Problem to solve ▸
A faithful transcription of all the entries below is needed, without the pictures.

(Region pointing data)

══════════════════════════════

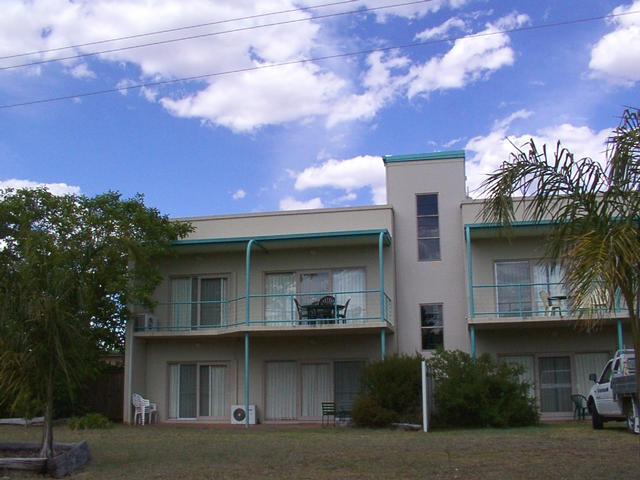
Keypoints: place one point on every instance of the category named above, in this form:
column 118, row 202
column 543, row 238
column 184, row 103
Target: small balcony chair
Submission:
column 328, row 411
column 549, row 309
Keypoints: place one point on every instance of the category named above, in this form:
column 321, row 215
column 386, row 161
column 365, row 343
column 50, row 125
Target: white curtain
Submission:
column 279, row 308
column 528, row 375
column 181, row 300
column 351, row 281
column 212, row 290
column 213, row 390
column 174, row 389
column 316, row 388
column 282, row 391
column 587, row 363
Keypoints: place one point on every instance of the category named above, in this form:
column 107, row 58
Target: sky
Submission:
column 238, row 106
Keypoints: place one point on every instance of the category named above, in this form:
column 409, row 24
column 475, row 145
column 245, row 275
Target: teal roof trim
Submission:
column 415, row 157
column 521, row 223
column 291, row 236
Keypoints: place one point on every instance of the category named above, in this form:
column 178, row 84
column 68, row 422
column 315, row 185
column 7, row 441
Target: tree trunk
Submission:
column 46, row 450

══════════════════════════════

Your response ▸
Keypoints: place one point on every instance of the category named above, in this form:
column 118, row 202
column 543, row 238
column 184, row 103
Target: small balcony chair
Submission:
column 328, row 411
column 549, row 309
Keypoints: place one point on every instance of the category named above, in this form:
column 321, row 215
column 386, row 161
column 365, row 343
column 50, row 125
Target: white curtain
Submission:
column 279, row 308
column 528, row 375
column 181, row 300
column 351, row 281
column 212, row 290
column 213, row 390
column 174, row 389
column 316, row 388
column 282, row 391
column 587, row 363
Keypoints: place one point on every instance of the category named above, in this form:
column 107, row 58
Target: sky
Submission:
column 238, row 106
Keypoints: place one point on every instance of the category named above, in this form:
column 409, row 24
column 475, row 145
column 245, row 275
Target: teal roof trim
Submission:
column 415, row 157
column 521, row 223
column 291, row 236
Keypoints: place one point on every instance of the category named above, in this form:
column 178, row 84
column 68, row 422
column 315, row 185
column 7, row 441
Target: tree trunk
Submission:
column 46, row 450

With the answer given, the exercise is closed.